> [WHAT YOU SHOULD DO]:
Output the data word for word, dropping every image.

Records from a data source:
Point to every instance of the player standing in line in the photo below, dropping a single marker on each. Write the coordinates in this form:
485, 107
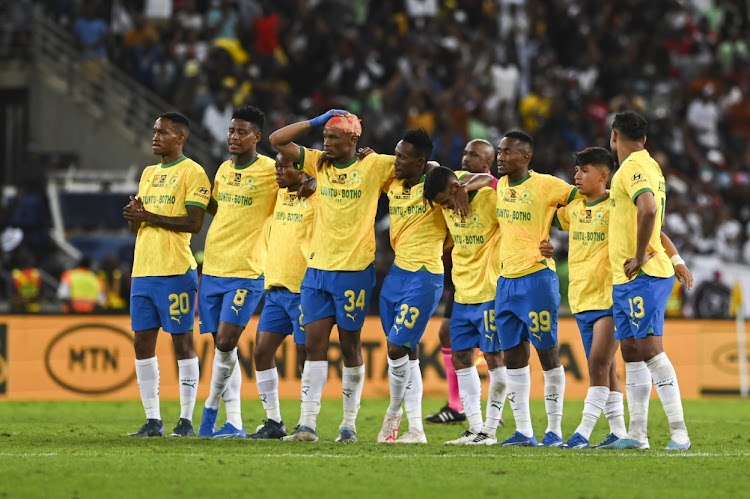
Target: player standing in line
172, 198
590, 292
412, 289
338, 284
528, 290
643, 278
475, 269
477, 158
232, 283
288, 249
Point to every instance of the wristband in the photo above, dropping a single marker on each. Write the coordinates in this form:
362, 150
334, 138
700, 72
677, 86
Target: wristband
677, 260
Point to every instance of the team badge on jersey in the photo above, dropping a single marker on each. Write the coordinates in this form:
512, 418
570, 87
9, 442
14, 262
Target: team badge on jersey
159, 180
249, 183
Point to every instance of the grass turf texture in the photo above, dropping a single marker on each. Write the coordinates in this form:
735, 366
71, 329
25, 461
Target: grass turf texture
79, 449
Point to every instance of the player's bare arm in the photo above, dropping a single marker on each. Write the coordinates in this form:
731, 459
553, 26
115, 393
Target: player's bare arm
212, 207
283, 138
680, 269
646, 220
191, 223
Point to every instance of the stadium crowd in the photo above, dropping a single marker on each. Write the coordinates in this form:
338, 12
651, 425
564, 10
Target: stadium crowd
471, 69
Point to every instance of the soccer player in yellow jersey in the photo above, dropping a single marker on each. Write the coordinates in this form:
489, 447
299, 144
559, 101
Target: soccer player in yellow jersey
643, 278
478, 157
590, 291
288, 246
242, 202
528, 290
412, 289
340, 276
472, 324
169, 207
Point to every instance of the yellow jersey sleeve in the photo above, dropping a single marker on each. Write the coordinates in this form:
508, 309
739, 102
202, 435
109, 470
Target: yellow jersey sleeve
637, 174
417, 230
245, 197
289, 240
308, 160
167, 190
475, 245
561, 219
590, 274
343, 236
525, 210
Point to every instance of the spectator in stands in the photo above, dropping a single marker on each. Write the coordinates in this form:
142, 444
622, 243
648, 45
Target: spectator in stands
27, 285
115, 284
703, 118
80, 289
215, 119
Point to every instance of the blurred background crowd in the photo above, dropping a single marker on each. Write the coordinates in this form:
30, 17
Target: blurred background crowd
461, 69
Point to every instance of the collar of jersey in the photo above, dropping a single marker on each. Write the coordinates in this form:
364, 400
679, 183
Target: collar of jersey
514, 184
589, 205
167, 165
632, 154
345, 165
246, 165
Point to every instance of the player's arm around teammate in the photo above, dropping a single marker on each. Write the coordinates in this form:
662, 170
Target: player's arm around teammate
168, 209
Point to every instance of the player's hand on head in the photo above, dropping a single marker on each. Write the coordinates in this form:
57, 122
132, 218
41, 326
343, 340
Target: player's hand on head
546, 248
363, 152
307, 188
323, 118
684, 276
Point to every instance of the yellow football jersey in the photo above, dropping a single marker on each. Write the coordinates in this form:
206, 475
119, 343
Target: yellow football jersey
168, 189
417, 230
289, 240
475, 244
343, 228
524, 212
236, 241
590, 275
639, 173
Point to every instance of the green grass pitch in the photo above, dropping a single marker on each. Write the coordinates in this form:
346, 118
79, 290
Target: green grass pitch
79, 449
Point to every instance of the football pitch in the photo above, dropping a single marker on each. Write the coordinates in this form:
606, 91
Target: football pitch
79, 449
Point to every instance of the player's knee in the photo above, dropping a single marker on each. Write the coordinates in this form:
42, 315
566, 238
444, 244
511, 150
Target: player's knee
599, 367
224, 344
463, 359
494, 360
445, 337
396, 351
549, 359
629, 352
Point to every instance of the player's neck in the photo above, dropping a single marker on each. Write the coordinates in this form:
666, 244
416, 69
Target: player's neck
628, 148
171, 157
596, 196
516, 177
412, 181
244, 158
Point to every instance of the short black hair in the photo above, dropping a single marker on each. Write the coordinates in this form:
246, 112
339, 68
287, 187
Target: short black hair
631, 124
437, 181
178, 119
251, 114
522, 137
597, 156
421, 140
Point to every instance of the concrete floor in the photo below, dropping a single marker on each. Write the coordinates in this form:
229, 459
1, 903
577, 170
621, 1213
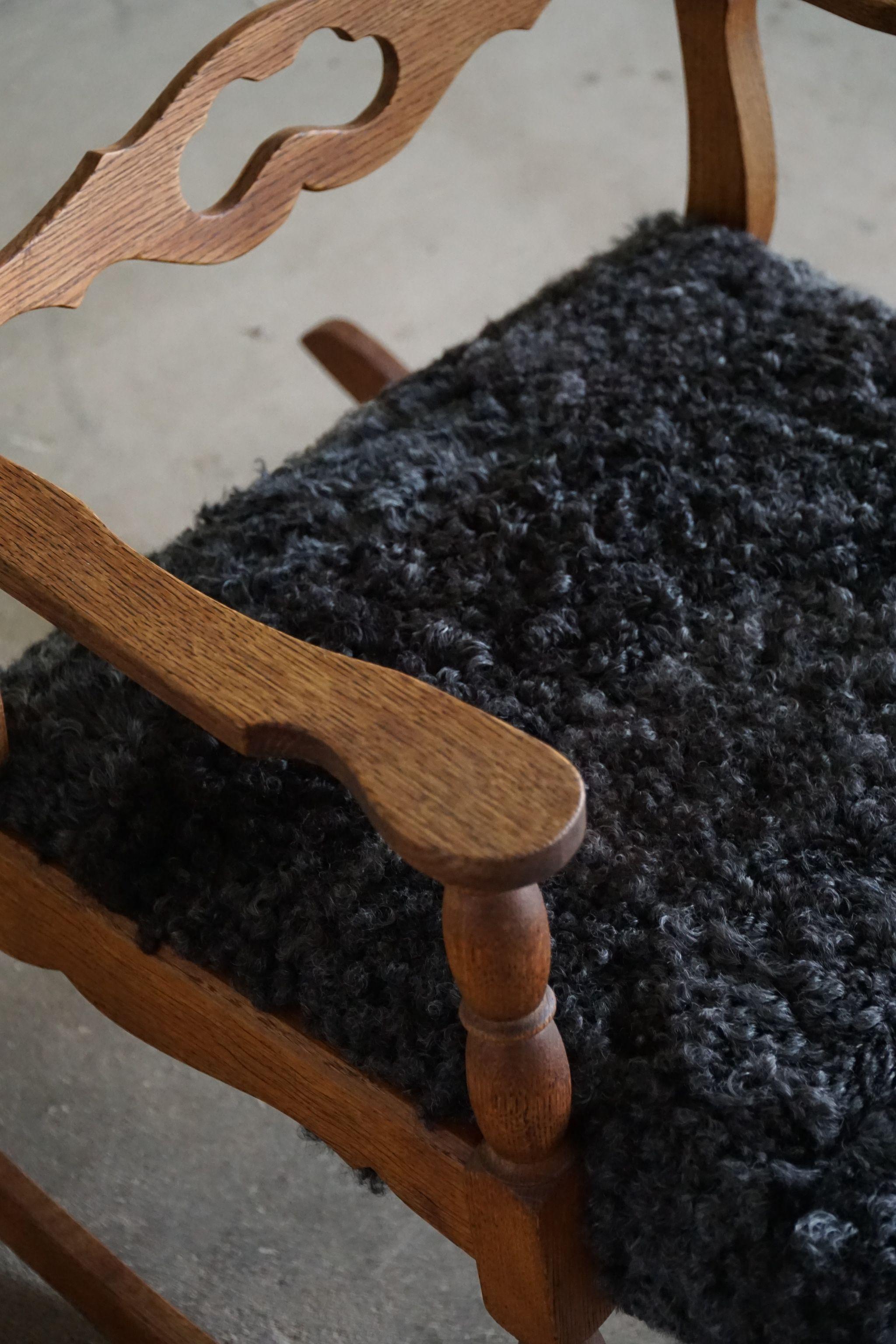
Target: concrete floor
171, 384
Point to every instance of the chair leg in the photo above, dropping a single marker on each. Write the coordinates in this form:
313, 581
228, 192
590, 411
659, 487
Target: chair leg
82, 1270
358, 362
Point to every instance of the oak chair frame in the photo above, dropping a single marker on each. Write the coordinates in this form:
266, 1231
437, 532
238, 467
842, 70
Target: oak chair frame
469, 802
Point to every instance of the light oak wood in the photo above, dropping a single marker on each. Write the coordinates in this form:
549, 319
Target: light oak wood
536, 1273
354, 359
499, 948
458, 795
731, 135
127, 202
527, 1199
195, 1016
526, 1230
870, 14
80, 1268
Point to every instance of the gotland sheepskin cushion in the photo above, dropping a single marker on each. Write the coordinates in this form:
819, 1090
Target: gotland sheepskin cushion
651, 519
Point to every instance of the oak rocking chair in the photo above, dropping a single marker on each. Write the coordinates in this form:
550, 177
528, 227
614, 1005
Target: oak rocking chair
466, 800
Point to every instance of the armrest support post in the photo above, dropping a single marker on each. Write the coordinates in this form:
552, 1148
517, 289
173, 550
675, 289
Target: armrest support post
526, 1186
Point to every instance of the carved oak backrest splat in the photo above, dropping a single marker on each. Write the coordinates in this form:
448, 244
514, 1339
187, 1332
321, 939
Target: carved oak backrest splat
127, 203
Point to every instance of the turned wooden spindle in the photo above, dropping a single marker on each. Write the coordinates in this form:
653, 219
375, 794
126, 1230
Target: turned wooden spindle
527, 1189
731, 133
499, 947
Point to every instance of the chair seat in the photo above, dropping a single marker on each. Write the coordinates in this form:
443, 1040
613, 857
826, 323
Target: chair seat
649, 519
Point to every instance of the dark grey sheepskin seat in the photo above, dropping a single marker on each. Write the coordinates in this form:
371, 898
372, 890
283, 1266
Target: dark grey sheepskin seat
649, 518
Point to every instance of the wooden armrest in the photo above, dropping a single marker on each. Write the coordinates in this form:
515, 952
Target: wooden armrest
461, 796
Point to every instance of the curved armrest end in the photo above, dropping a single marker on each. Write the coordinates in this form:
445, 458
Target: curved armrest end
461, 796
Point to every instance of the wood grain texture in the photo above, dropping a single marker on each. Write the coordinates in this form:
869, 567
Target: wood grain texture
499, 948
457, 794
731, 133
354, 359
126, 202
870, 14
195, 1016
527, 1189
109, 1295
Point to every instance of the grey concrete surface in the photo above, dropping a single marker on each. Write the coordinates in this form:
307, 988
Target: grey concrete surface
171, 384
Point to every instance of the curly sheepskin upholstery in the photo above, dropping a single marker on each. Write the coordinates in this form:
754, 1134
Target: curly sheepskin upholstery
649, 518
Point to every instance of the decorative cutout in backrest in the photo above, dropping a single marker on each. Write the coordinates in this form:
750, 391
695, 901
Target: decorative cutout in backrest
126, 202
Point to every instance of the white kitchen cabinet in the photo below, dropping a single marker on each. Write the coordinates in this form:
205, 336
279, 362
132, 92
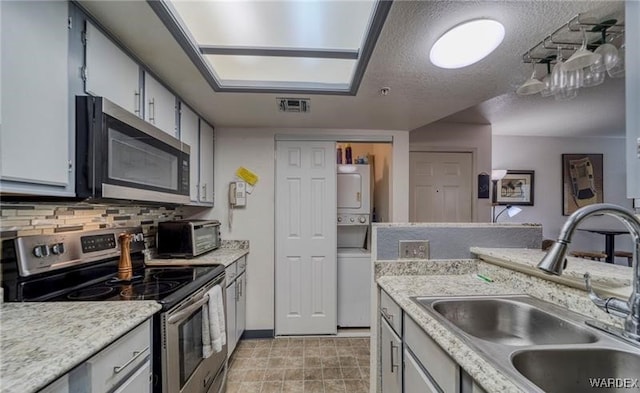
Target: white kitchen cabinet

> [REPLY TO THE EXERCISE]:
Point to every instance of the player standing in line in the photo below, dropping a single marker on each. Write the coordinates in this form:
485, 107
Target: player standing in line
172, 198
590, 292
412, 289
338, 284
528, 290
643, 278
475, 269
477, 158
232, 283
288, 249
Point to every instance of the wristband in the photo above, dropping a single marker on each. Write the coordinates in this form:
362, 150
334, 138
700, 72
677, 86
Target: wristband
677, 260
Point to every instance of the team badge on jersey in the photo above, dropping a single marker on each. Write the coordinates in this form:
512, 418
570, 87
9, 442
14, 262
Target: team badge on jersey
159, 180
249, 183
Point to every instance of the grass turf texture in the photo above, dropping a single marker on each. Write the coordinates in this form:
735, 366
71, 329
25, 461
Target: grass turf texture
79, 449
Point to every instance of the player's bare arm in the photo above, dropping a single marker on each. Write the coordinates in this form:
731, 459
553, 26
115, 393
Target: player's bare arm
212, 207
283, 138
680, 269
646, 220
191, 223
Point to every instance of the stadium crowd in the photo above, dropping a single marker on each. Write the coordinates in this form:
338, 12
651, 425
564, 10
Target: stadium crowd
471, 69
Point to every instance of the soccer player in yellow jersey in the photo above, dropping a single marker on each. Write the coordinates in this form:
489, 447
299, 144
559, 101
Target: soccer player in yellow jersey
643, 278
478, 157
590, 291
288, 246
242, 202
528, 290
412, 289
340, 276
472, 324
169, 207
Point to every instance of the yellow jersey sleeve in the photo above, dropping a single marker on each. Write the coordinates in this form:
508, 309
739, 102
202, 435
109, 470
Target: yellow jersey sleeve
637, 174
417, 230
245, 197
289, 240
308, 160
167, 190
475, 245
561, 219
590, 274
343, 236
525, 210
Point to every instance of the spectator in stands in the photo above, dropping a single marker on each. Write the coordinates in this form:
142, 444
622, 243
648, 45
Target: spectator in stands
27, 285
115, 284
703, 118
80, 289
215, 119
Point to every instance of the blurred background crowd in the photo above, dropping a single marker on each. Write the coordinates in this form:
30, 17
Target: blurred background crowd
461, 69
Point to every instance of the collar of jersey in the photo above, dropping a single marker on each. Write the coordinates in this form:
364, 400
679, 183
Target: collar of jersey
514, 184
589, 205
167, 165
632, 154
345, 165
246, 165
Point to every instance of the player's arm around teammate in the photo above, dropping a single marker on each. Write the coordinates in this form:
662, 170
Target: player's arm around teammate
168, 209
Point to every instance of the player's hand on head in the photo above, dropping a single marker on each. Write the coordinates in this form:
57, 122
132, 218
41, 326
343, 340
Target: player's hand on head
546, 248
363, 152
307, 188
323, 118
684, 276
Point to every instance of the yellow football jersey in the photo above, dropping a single marker on each. Write the coordinates in this form:
206, 475
119, 343
Target: yellow football jersey
168, 189
417, 230
289, 240
475, 244
343, 228
524, 212
236, 241
590, 275
639, 173
Point to every instance of the green grass pitch in the photo above, dropping a single marker on each. Write the coordinates in this form:
346, 118
79, 290
Target: green grass pitch
79, 449
Point to every instance of the football pitch in the photo above, dropping a single marker on each. Write the coordinates in this form:
606, 91
Target: football pitch
79, 449
Point to every instance of the player's knee in the photo above, dropping a single marker on each. Write the coordinates in this form:
42, 315
566, 238
444, 244
511, 150
Target: player's knee
599, 367
224, 344
463, 359
494, 360
445, 337
396, 351
549, 359
629, 352
Point to every instance of the player's neck in the photo above, dropping a single marker on each. Write the coordinates in this form:
666, 244
416, 69
Target: player's neck
628, 148
171, 157
596, 196
516, 177
412, 181
244, 158
Point to every instance of the short black hair in the photo above, dropping a single marker on each. Write the coordinates in this form:
246, 112
339, 68
287, 187
Target: short black hair
631, 124
437, 181
178, 119
251, 114
522, 137
597, 156
421, 140
Point to every instance of the concrete floor in the photo below, dropping a single marker on each. Write the coordinates in this form:
229, 459
1, 903
577, 170
621, 1213
Target: concrete floor
171, 384
Point to every instance of the chair leg in the photo above, dropping a single marker on each. Write the coordinates in this form:
313, 581
228, 192
590, 411
659, 487
Target: chair leg
82, 1270
358, 362
Point to every instance of the oak chair frame in the photo above, dropping a single marker on each. Write the coordinates in this form:
266, 1231
437, 532
238, 467
842, 70
Target: oak chair frame
469, 802
Point to every instance of the light oak wood in the photo above, dropping a single marker on each. Write the coordinates in this form:
549, 319
Target: light oak wood
536, 1273
354, 359
499, 948
458, 795
731, 135
127, 202
527, 1199
195, 1016
526, 1230
870, 14
80, 1268
Point to every instance of the gotland sheepskin cushion in the photo above, dropping a single marker on each. Write the coordinates in this form:
819, 1090
Target: gotland sheepskin cushion
651, 519
Point to every instance of the oak rocking chair in the photo above, dropping a single marker on each. Write the coordinates in this form:
550, 177
528, 227
614, 1005
Target: oak rocking chair
466, 800
Point to every instance of the armrest support post in the photo above, dropping a single marker on each. Write the coordinates in this form:
552, 1148
517, 289
173, 550
675, 289
Target: armrest support post
526, 1186
Point to every instance of the carved oak backrest splat in the photo above, dropping a single marker on each. Write the coordinates in this form:
448, 244
514, 1339
187, 1332
321, 939
Target: carved oak backrest splat
127, 203
Point to every instance of the turned wooden spindle in the photo above, dropping a single marker on each. Write the coordinates in this form:
653, 219
375, 794
126, 1230
Target: turned wooden spindle
527, 1189
731, 133
499, 947
Point to every instance of the chair seat in the photo above, dropping a single marker on each. Write the coordinates in this form:
443, 1040
613, 857
826, 323
Target: chair seat
649, 519
Point to every instance of the dark grey sheepskin seat in the photo above, dropping a single marker on each. Write the coordinates in this form:
371, 898
372, 890
283, 1266
Target: dark grey sheepskin seat
649, 518
Point to every instance of the wooden armrest in the photo above, dropping a single marker on each. Write the coordinates in this form:
515, 952
Target: wooden armrest
461, 796
Point to every instance of the curved armrest end in the photo above, dropping a single marker on each. Write the coordinates in this form:
445, 458
Target: curved armrest end
461, 796
Point to every instance of the wood grain texture in the photo above, dropping a single marker on each. Write the coordinates in this form:
869, 567
Target: wood grain texture
499, 948
457, 794
731, 133
354, 359
126, 202
870, 14
195, 1016
527, 1189
109, 1295
Point to every instance of the grey concrete surface in the photo above, dropping a single marker on each. Write the coordinates in this form:
307, 988
Target: grey concrete surface
171, 384
Point to every instance of the curly sheepskin upholstery in the photo above, dropping a single marker on each. Write the coordinates in this form:
754, 1134
Target: curly sheepskin upholstery
649, 518
Point to every instance of the decorative cutout in backrest in the photo above, dropping a single marker on each. Write the coordinates in this form:
750, 391
695, 901
Target: decorative cutout in backrest
126, 202
Point to every instance of the white kitchen cabinet in the photo below, dropping a single marker on each. Write the coordinates in this form:
205, 336
279, 362
132, 92
Target: white kitchen cabinet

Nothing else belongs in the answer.